TEXTO FORNECIDO ->
>>>

3. Correntes ideológicas. Henriques Nogueira. Socialismo, federalismo e unitarismo

c) O comércio, função de troca, é considerado, seja qual for o objeto sobre que opere, mercadorias ou moeda, exercício livre e responsável do Indivíduo. O Estado não pode ter sobre ele ação fiscal pelo imposto, nem económica pela intervenção direta; a intervenção do Estado no comércio não pode ir além da que lhe permitem as tarifas aduaneiras. Livre e responsável ilimitadamente o comerciante, e adquirindo pelas funções que exerce uma quase magistratura, determinará a lei os modos de tornar efetiva a responsabilidade e de punir a prevaricação. A sociedade anónima, de responsabilidade limitada, só é permitida quando se destine a objeto sujeito a contrato com o Estado, como na exploração de minas, caminhos-de-ferro, navegação, docas, etc.; e fora disto industrialmente, toda a vez que não haja incompatibilidade no risco, e submetida sempre à intervenção fiscal e permanente do Estado.          

III. REORGANIZAÇÃO ADMINISTRATIVA

Alteradas as ideias constitucionais de uma nação, a reorganização das funções administrativas do Estado toma o carácter de um simples corolário. Sendo na Democracia federal as ideias constitucionais: a livre expansão da força individual e a manutenção da unidade social; procede neste terreno a Revolução por uma série de eliminações e transformações, que tiram ao Estado as feições tradicionais anacrónicas que se traduzem positivamente por desordem e vício:       

a) A Representação: o Estado, outrora representante de uma autoridade transcendente, encontrava na majestade o culto da divindade que encarnava em si; o Estado, representante do direito humano, encontra hoje esplendor, realidade e culto na razão, na ciência e no trabalho; o salário dos serviços públicos não deve medir-se, pois, pela ideia de representação, mas sim pela de produtividade, ideia comum a todos os salários: tal é o princípio da reorganização burocrática, militar, diplomática, judiciária, etc., e a primeira disposição consiste em fixar um máximo de salário, além do qual não pode ir o pagamento dos serviços públicos.

<<<

TAREFAS ->
1. Reproduza o excerto do texto sobre a Democracia federal de "a) A Representação: o" a "dos serviços públicos.".
2. Prossiga o texto sobre a Democracia federal a partir da última frase apresentada.

DADOS EXTRAÍDOS ->
>>>

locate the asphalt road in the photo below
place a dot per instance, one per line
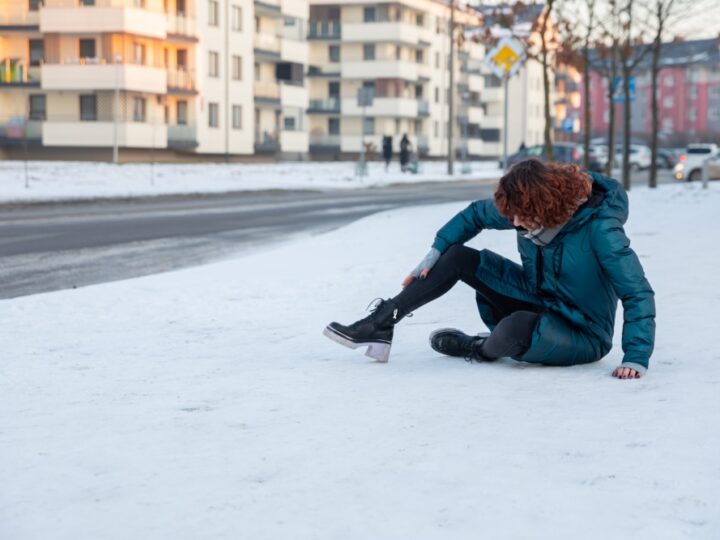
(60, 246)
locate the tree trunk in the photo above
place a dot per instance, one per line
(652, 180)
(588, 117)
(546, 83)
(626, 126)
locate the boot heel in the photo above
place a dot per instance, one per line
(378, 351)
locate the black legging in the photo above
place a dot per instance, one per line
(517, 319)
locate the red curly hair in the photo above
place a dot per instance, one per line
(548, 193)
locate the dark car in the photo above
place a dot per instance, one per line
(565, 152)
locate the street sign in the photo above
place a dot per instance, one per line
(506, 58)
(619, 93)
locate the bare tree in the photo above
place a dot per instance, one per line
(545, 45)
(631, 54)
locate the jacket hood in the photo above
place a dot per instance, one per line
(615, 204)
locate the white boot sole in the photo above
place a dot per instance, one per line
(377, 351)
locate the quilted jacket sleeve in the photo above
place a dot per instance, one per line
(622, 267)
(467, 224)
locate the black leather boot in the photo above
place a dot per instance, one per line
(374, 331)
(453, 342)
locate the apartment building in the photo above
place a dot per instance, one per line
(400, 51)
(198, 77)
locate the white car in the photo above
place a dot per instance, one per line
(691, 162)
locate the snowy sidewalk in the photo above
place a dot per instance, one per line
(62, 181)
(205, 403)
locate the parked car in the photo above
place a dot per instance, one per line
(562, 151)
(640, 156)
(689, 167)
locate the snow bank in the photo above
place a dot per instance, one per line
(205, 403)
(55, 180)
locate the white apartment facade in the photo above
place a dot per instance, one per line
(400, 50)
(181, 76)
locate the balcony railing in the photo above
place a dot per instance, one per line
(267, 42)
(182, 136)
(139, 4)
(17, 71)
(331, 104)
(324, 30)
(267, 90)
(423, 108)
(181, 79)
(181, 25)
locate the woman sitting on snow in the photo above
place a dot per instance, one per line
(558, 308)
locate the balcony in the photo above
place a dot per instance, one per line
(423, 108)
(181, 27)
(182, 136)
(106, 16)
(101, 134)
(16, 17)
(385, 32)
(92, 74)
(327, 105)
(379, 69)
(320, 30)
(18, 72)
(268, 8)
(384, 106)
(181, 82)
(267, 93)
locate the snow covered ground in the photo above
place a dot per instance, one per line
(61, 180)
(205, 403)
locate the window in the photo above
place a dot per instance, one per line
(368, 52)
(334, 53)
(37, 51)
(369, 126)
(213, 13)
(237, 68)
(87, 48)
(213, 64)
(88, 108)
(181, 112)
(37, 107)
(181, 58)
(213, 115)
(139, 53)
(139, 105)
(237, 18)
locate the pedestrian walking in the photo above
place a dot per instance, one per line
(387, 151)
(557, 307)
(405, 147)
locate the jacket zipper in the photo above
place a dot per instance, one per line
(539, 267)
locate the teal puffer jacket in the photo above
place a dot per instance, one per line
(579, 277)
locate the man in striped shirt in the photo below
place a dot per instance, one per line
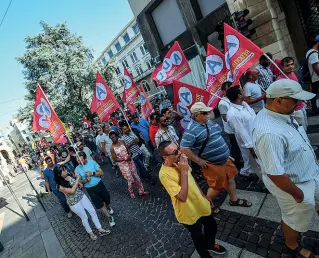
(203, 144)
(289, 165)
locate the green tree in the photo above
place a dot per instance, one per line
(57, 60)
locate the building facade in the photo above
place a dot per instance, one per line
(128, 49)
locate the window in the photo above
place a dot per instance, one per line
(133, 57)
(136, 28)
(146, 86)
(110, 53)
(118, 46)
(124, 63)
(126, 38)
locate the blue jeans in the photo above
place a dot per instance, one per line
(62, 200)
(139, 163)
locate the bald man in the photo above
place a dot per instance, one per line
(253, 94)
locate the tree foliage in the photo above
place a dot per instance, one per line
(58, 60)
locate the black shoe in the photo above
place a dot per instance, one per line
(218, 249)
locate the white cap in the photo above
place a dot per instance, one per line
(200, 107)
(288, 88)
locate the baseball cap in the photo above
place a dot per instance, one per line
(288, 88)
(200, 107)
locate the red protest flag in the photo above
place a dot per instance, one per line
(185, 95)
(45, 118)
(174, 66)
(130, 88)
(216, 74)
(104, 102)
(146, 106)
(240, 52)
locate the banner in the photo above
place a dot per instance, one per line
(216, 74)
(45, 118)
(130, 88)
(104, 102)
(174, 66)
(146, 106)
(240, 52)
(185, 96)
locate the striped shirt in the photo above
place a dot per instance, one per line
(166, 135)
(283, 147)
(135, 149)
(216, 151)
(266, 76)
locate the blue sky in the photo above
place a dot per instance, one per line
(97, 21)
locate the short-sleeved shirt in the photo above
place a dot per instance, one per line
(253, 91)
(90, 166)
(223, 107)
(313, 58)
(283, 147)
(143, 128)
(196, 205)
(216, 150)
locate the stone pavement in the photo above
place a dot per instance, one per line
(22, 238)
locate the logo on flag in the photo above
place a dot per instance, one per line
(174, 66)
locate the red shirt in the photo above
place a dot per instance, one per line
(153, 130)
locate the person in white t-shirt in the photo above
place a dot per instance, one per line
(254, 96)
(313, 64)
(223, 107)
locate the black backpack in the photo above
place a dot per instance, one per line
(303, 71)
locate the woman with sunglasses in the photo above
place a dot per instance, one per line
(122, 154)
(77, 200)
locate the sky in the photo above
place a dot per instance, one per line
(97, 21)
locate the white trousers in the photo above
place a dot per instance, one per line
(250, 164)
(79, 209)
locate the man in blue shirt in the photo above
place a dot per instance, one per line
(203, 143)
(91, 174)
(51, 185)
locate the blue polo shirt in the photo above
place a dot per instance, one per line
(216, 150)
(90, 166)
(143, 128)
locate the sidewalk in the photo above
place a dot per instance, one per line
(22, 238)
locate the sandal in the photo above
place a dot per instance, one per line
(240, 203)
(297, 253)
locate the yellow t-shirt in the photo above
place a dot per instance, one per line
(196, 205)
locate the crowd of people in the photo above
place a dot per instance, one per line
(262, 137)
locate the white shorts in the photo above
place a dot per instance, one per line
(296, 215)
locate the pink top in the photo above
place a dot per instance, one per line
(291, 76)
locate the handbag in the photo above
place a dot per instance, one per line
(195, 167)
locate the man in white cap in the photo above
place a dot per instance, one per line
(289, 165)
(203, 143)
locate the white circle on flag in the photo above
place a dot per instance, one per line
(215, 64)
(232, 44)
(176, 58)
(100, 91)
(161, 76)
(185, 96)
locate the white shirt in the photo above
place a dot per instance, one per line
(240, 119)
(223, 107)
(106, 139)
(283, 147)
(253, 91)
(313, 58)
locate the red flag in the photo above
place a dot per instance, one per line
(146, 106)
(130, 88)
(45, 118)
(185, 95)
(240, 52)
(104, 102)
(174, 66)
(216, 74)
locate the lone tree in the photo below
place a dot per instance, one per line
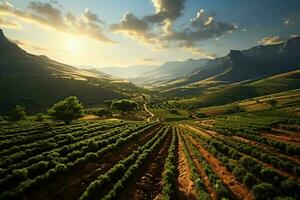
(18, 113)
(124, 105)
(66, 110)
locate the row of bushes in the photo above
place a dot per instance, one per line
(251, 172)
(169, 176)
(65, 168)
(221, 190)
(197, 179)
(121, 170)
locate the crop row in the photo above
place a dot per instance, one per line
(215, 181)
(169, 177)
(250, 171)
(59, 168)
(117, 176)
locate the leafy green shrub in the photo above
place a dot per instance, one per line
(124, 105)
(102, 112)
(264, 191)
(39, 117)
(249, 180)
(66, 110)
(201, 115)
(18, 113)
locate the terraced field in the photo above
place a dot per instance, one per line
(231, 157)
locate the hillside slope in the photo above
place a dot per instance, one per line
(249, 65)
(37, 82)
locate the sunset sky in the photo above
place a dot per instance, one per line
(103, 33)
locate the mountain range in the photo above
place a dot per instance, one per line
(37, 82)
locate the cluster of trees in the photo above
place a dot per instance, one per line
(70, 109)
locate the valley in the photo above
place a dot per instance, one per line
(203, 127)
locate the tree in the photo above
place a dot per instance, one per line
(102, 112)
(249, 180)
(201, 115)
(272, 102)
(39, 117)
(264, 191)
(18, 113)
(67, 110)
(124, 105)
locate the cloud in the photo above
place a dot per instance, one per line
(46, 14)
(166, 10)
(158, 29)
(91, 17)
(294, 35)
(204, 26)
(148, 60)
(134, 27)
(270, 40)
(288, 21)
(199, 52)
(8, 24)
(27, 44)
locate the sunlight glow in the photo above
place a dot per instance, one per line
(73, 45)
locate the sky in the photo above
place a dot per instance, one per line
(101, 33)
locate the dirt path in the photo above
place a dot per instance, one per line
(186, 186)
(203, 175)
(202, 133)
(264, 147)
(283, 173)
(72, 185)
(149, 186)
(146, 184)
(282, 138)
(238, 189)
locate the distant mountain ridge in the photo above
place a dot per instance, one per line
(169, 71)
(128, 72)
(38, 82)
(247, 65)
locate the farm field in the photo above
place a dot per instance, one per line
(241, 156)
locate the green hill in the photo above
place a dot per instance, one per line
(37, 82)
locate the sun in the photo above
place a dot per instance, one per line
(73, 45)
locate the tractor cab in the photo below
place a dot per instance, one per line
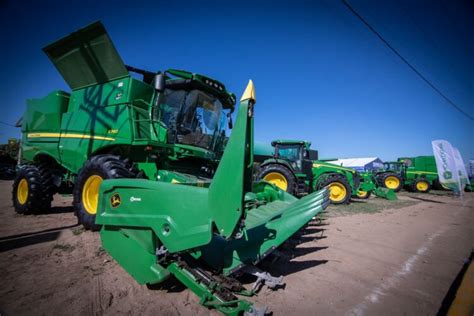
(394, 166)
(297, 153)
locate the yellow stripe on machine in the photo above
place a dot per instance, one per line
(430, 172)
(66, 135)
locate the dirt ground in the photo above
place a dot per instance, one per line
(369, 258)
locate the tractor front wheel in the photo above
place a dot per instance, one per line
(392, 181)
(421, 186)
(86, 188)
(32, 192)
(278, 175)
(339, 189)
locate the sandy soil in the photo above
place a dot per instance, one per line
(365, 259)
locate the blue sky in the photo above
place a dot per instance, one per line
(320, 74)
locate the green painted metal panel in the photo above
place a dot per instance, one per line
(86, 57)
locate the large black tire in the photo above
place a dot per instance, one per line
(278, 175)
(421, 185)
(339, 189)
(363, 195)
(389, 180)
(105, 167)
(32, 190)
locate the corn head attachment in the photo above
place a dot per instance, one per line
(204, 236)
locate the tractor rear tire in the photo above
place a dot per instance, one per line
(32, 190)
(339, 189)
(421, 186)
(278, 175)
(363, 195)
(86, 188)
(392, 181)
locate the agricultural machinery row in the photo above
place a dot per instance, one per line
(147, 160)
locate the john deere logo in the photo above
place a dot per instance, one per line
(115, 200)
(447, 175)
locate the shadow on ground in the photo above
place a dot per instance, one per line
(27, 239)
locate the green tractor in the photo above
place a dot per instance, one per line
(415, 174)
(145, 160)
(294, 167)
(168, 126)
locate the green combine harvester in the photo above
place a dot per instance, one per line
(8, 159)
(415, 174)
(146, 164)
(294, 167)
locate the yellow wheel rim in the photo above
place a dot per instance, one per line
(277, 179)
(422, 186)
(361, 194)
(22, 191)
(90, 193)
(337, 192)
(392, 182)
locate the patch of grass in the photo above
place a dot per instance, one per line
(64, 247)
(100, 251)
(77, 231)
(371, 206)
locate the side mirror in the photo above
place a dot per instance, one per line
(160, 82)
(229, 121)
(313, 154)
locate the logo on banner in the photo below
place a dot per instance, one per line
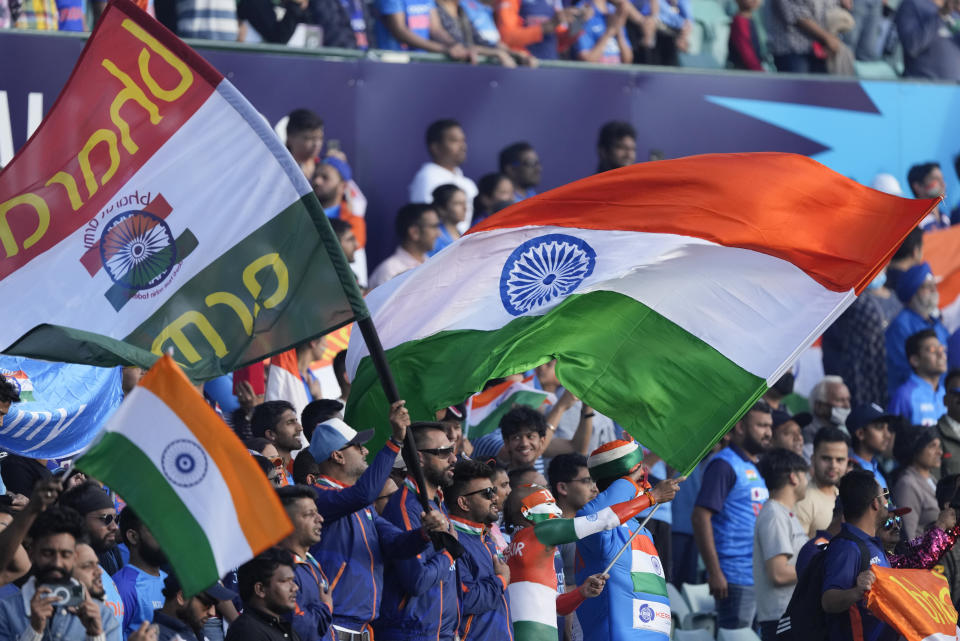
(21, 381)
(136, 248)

<<<

RESULTADOS ESPERADOS ->
1.
a) A Representação: o Estado, outrora representante de uma autoridade transcendente, encontrava na majestade o culto da divindade que encarnava em si; o Estado, representante do direito humano, encontra hoje esplendor, realidade e culto na razão, na ciência e no trabalho; o salário dos serviços públicos não deve medir-se, pois, pela ideia de representação, mas sim pela de produtividade, ideia comum a todos os salários: tal é o princípio da reorganização burocrática, militar, diplomática, judiciária, etc., e a primeira disposição consiste em fixar um máximo de salário, além do qual não pode ir o pagamento dos serviços públicos.

2.
b) A religião: representante da divindade na Terra, o Estado era um sacerdócio; o culto era uma função pública. Representante da força coletiva da sociedade, racional e livre, a ideia de Religião é antinómica à Ideia de Estado. Do ponto de partida social e jurídico da liberdade e responsabilidade do homem, podem a especulação metafísica ou o sentimento chegar até à ideia de transcendência, mas esse facto moral privado está fora da órbita civil e jurídica. A liberdade não é, pois, uma permissão cética dos diferentes cultos: é sim o não reconhecimento de qualquer deles como formando parte do corpo social. Declarar, pois, que o Estado não tem religião, que não a tem o cidadão (embora a tenha o homem); que, Ipso-facto, ficam abolidos todos os subsídios diretos e indiretos ao culto; que as tentativas de ataque à ordem social por parte das classes sacerdotais (com a instrução, com a prédica, etc.). Entrarão no foro comum da polícia; tal é o pensamento da legislação revolucionária.           

c) A Justiça: salariar os magistrados, e abolir os emolumentos, tornando-a gratuita para o povo, eis o princípio da Revolução.               

d) A Instrução: batismo civil do homem, a instrução é a mais nobre das funções públicas:

centralizar, aprofundar e aplicar a instrução superior;

 descentralizar, vulgarizar, a secundária;

  criar a instrução primária.

Ler, escrever, contar, é a pedra fundamental do edifício admirável que se chama um homem. A instrução primária tem de ser secular, obrigatória e gratuita. Secular, porque a ciência é independente da religião; dá a instrução, enquanto a religião e a família dão a educação. Obrigatória, porque não há no homem liberdade de suicídio; muito menos no pai liberdade de assassínio do filho. Gratuita, porque a gratuitidade é o carácter comum a todas as funções coletivas: gratuita como o trânsito na estrada ou a navegação no rio.

e) As Obras Públicas: o Estado, proprietário do domínio coletivo, tem, como uma das suas principais obrigações, proporcionar os meios de circulação (estradas, canais, rios), manter a salubridade pública (florestas, secamento de pântanos), distribuir as águas, canalizar os rios, etc. Realizá-lo, contratando a execução, manutenção ou exploração das obras com indivíduos ou com sociedades, preferindo sempre a norma, isto é, o contrato direto com a pessoa que tem de exercer a atividade operária: eis o espírito da legislação revolucionária.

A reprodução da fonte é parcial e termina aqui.